- _Prompt_:
For each record that follows, write out an identical copy.

- _Data for processing_:
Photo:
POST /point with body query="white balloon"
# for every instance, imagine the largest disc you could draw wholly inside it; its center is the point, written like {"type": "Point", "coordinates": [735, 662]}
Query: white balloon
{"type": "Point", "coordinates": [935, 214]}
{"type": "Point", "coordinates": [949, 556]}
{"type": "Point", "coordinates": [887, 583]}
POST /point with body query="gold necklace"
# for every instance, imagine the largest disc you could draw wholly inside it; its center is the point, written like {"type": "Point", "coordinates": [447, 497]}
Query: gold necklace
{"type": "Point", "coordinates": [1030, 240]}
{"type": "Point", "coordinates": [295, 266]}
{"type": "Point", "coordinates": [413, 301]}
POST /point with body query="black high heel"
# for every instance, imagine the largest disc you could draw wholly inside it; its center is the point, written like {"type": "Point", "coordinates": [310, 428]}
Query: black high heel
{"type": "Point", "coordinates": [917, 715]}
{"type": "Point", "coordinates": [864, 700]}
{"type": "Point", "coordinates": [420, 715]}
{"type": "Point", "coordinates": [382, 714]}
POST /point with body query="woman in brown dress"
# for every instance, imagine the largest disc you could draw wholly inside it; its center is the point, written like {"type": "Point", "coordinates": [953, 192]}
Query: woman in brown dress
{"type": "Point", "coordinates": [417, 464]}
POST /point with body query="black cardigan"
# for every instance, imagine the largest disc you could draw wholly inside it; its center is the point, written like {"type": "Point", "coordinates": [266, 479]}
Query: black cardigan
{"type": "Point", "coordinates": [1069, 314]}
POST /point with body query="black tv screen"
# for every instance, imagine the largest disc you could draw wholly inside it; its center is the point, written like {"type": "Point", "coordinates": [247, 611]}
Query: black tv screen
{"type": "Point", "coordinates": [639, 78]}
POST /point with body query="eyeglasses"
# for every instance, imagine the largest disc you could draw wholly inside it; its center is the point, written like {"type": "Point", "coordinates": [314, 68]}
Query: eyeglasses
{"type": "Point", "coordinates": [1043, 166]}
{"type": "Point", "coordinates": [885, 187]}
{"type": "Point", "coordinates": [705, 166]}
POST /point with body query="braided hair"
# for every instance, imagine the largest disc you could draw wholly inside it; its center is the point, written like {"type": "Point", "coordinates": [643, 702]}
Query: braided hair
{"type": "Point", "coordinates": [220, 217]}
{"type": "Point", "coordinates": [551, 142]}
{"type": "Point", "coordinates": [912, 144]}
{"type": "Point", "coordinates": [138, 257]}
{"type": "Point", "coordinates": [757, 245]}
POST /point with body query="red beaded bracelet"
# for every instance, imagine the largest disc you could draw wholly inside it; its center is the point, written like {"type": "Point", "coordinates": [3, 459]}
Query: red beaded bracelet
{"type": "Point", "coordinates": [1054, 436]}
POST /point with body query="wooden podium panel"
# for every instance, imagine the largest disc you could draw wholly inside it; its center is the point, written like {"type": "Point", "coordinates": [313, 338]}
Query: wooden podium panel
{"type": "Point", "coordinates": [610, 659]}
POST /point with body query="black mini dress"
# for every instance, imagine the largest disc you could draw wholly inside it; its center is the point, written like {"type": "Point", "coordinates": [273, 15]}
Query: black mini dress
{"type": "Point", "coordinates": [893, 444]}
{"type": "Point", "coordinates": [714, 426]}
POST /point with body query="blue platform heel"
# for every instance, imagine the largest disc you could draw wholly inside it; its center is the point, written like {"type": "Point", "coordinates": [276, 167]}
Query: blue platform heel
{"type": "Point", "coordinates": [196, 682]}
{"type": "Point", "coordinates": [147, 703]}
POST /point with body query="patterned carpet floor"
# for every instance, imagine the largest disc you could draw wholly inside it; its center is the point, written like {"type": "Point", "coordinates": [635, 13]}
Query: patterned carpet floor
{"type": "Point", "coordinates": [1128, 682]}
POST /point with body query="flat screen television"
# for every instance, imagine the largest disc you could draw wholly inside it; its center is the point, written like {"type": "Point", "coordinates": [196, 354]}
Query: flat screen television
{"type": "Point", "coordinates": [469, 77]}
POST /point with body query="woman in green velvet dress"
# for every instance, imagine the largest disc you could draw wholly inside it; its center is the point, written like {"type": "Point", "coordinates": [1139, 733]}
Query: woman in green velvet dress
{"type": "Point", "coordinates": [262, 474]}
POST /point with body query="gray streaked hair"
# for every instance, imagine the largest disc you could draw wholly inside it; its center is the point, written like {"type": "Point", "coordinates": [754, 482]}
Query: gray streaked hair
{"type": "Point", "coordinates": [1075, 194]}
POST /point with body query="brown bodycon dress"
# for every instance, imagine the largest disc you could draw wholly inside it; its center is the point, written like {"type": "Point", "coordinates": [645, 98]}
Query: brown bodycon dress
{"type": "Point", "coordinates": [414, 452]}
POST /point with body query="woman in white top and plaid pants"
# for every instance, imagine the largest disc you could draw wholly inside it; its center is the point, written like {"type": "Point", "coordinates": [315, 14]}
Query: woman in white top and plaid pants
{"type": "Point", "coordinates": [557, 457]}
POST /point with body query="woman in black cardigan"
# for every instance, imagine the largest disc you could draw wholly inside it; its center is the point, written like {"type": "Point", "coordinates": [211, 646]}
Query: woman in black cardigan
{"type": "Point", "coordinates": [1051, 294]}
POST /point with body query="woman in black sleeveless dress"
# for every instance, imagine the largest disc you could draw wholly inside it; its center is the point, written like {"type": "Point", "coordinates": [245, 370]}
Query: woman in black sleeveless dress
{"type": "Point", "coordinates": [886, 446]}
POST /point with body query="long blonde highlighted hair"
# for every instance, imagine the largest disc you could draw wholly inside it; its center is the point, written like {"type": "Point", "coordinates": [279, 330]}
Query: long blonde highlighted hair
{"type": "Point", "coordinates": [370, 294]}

- _Written response_:
Photo:
POST /point with body query="white balloon"
# for every instance, imagine the largest disc you could draw wholly inside it; its center is the point, written like {"type": "Point", "coordinates": [735, 662]}
Query: white balloon
{"type": "Point", "coordinates": [935, 214]}
{"type": "Point", "coordinates": [949, 556]}
{"type": "Point", "coordinates": [887, 583]}
POST /point with body query="gold necklace"
# for every instance, imagine the largest disc you could draw wholly inside it; its center is the point, written like {"type": "Point", "coordinates": [447, 497]}
Query: gold necklace
{"type": "Point", "coordinates": [1030, 240]}
{"type": "Point", "coordinates": [295, 266]}
{"type": "Point", "coordinates": [413, 301]}
POST /point with body query="black high heel"
# for every instance, imagine the largest disc you could draw wholly inside it; its center is the point, written like {"type": "Point", "coordinates": [310, 428]}
Query: black high heel
{"type": "Point", "coordinates": [917, 715]}
{"type": "Point", "coordinates": [864, 700]}
{"type": "Point", "coordinates": [420, 715]}
{"type": "Point", "coordinates": [382, 714]}
POST /point with body query="woman in brown dress"
# for every instance, imagine the largest disc you could draw wholly inside it; its center is the point, written like {"type": "Point", "coordinates": [953, 192]}
Query: woman in brown dress
{"type": "Point", "coordinates": [417, 464]}
POST /point with body query="black cardigan"
# for every instance, imagine the largest disc you could draw wholly inside it; its center is the point, written like {"type": "Point", "coordinates": [266, 479]}
Query: black cardigan
{"type": "Point", "coordinates": [1069, 314]}
POST /point with body query="black tv screen"
# for every instance, imagine the largest disc you could draw wholly inside it; its center is the point, written like {"type": "Point", "coordinates": [247, 611]}
Query: black tv screen
{"type": "Point", "coordinates": [639, 78]}
POST /point with body query="eyeglasses"
# for every instance, imagine the largest disc you could draw wholly inside it; its center is the point, written like {"type": "Point", "coordinates": [314, 68]}
Query: eyeglasses
{"type": "Point", "coordinates": [1043, 166]}
{"type": "Point", "coordinates": [885, 187]}
{"type": "Point", "coordinates": [705, 166]}
POST /point with body query="braided hair"
# for every instance, imagine the largest disc you could draw wholly inside it; its center is the point, written like {"type": "Point", "coordinates": [643, 702]}
Query: braided hair
{"type": "Point", "coordinates": [220, 217]}
{"type": "Point", "coordinates": [551, 142]}
{"type": "Point", "coordinates": [912, 144]}
{"type": "Point", "coordinates": [138, 257]}
{"type": "Point", "coordinates": [757, 245]}
POST /point with body query="red beaded bracelet"
# for every instance, imagine the largest disc you could draw wholly inside it; its center is the point, written like {"type": "Point", "coordinates": [3, 459]}
Query: red beaded bracelet
{"type": "Point", "coordinates": [1054, 436]}
POST /point with body query="wooden podium panel"
# for every instance, imagine the largest disc you could draw wholly inside it; its center is the point, written like {"type": "Point", "coordinates": [313, 338]}
Query: wooden podium panel
{"type": "Point", "coordinates": [610, 659]}
POST /point with body query="black mini dress"
# for every instance, imagine the largest disc you could draw wholly inside it; its center is the point, written like {"type": "Point", "coordinates": [273, 15]}
Query: black mini dress
{"type": "Point", "coordinates": [893, 444]}
{"type": "Point", "coordinates": [714, 426]}
POST /point with body query="blue platform heel"
# for every instance, imagine the largest disc you could draw wholly inside it; its center is the point, written like {"type": "Point", "coordinates": [276, 167]}
Query: blue platform heel
{"type": "Point", "coordinates": [196, 682]}
{"type": "Point", "coordinates": [147, 703]}
POST /point with body query="patterned carpet floor"
# for every instance, imagine the largest disc you could draw wholly inside it; its center is the point, written like {"type": "Point", "coordinates": [635, 13]}
Query: patterned carpet floor
{"type": "Point", "coordinates": [1128, 682]}
POST /point with body query="flat screen television"
# for every instance, imagine the largest disc you could draw wholly inside it; its center is the point, written like {"type": "Point", "coordinates": [196, 354]}
Query: flat screen television
{"type": "Point", "coordinates": [469, 77]}
POST /point with body query="woman in green velvet dress"
# for every instance, imagine the largest disc you could draw wholly inside it; its center is the point, written like {"type": "Point", "coordinates": [1139, 733]}
Query: woman in green velvet dress
{"type": "Point", "coordinates": [262, 474]}
POST /point with body query="gray streaked hair"
# for every instance, imagine the largest disc you could draw wholly inside it; its center is the point, written like {"type": "Point", "coordinates": [754, 482]}
Query: gray streaked hair
{"type": "Point", "coordinates": [1075, 194]}
POST /point with body query="brown bodycon dress"
# for every instance, imagine the largest disc you could draw wholly inside it; its center is the point, written like {"type": "Point", "coordinates": [645, 98]}
Query: brown bodycon dress
{"type": "Point", "coordinates": [414, 452]}
POST /point with body query="woman in white top and plaid pants"
# for every instance, imagine the largest disc you could draw wholly inside it; its center is the point, written like {"type": "Point", "coordinates": [315, 14]}
Query: woman in white top and plaid pants
{"type": "Point", "coordinates": [557, 457]}
POST /point with body query="woman in black cardigan"
# for every instance, imagine the largest disc you could draw wholly inside it; its center is the point, written like {"type": "Point", "coordinates": [211, 646]}
Query: woman in black cardigan
{"type": "Point", "coordinates": [1051, 294]}
POST /point with body query="woman in black sleeveless dress"
# for every instance, imagine the largest disc you could draw wholly inside it; its center is the point, written like {"type": "Point", "coordinates": [245, 370]}
Query: woman in black sleeveless dress
{"type": "Point", "coordinates": [886, 446]}
POST /point with body query="long blonde highlighted hair"
# for every instance, imagine the largest disc you could draw wholly inside it; its center is the point, written like {"type": "Point", "coordinates": [279, 330]}
Query: long blonde highlighted hair
{"type": "Point", "coordinates": [370, 294]}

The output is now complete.